→ Problem statement: Retyping the data exactly is the task. Include every line.
(Source records Opens)
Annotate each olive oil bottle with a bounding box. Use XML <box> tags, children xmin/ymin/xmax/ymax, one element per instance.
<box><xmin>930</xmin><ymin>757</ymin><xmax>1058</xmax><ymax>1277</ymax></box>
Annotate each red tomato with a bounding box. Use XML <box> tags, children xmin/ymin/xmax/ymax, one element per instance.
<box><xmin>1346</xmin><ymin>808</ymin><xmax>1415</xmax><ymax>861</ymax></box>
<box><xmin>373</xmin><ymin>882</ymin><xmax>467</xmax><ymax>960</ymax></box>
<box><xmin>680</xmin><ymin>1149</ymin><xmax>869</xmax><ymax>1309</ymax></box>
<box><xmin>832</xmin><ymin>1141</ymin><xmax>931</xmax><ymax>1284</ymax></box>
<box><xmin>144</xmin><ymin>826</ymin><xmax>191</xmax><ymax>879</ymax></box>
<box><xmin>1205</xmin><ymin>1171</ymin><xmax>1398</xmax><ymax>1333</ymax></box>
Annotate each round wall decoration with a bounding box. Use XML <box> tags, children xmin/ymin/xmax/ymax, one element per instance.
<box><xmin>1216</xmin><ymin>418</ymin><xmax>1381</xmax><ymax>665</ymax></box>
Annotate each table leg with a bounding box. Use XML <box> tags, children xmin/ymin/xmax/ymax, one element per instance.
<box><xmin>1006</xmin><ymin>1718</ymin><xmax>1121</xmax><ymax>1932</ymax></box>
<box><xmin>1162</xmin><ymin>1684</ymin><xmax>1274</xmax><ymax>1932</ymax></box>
(Source records Closes)
→ Exercise response:
Annotate each olive oil bottle with a bounding box. Use XML <box> tags, children xmin/ymin/xmax/ymax, one element per instance.
<box><xmin>930</xmin><ymin>757</ymin><xmax>1058</xmax><ymax>1277</ymax></box>
Annotate each red tomato with a bounding box. Use XML <box> tags, children xmin/ymin/xmax/ymax, one element per instance.
<box><xmin>1346</xmin><ymin>808</ymin><xmax>1415</xmax><ymax>861</ymax></box>
<box><xmin>373</xmin><ymin>882</ymin><xmax>467</xmax><ymax>960</ymax></box>
<box><xmin>680</xmin><ymin>1149</ymin><xmax>869</xmax><ymax>1309</ymax></box>
<box><xmin>832</xmin><ymin>1141</ymin><xmax>931</xmax><ymax>1284</ymax></box>
<box><xmin>144</xmin><ymin>826</ymin><xmax>191</xmax><ymax>879</ymax></box>
<box><xmin>1205</xmin><ymin>1171</ymin><xmax>1398</xmax><ymax>1333</ymax></box>
Annotate each round wall decoration with a bounding box. Use XML <box> tags, children xmin/ymin/xmax/ymax, one element per instance.
<box><xmin>1216</xmin><ymin>418</ymin><xmax>1381</xmax><ymax>665</ymax></box>
Annotate each table leg with a bounding box. Use XML <box> tags, children xmin/ymin/xmax/ymax, one element per instance.
<box><xmin>1006</xmin><ymin>1718</ymin><xmax>1121</xmax><ymax>1932</ymax></box>
<box><xmin>1162</xmin><ymin>1684</ymin><xmax>1274</xmax><ymax>1932</ymax></box>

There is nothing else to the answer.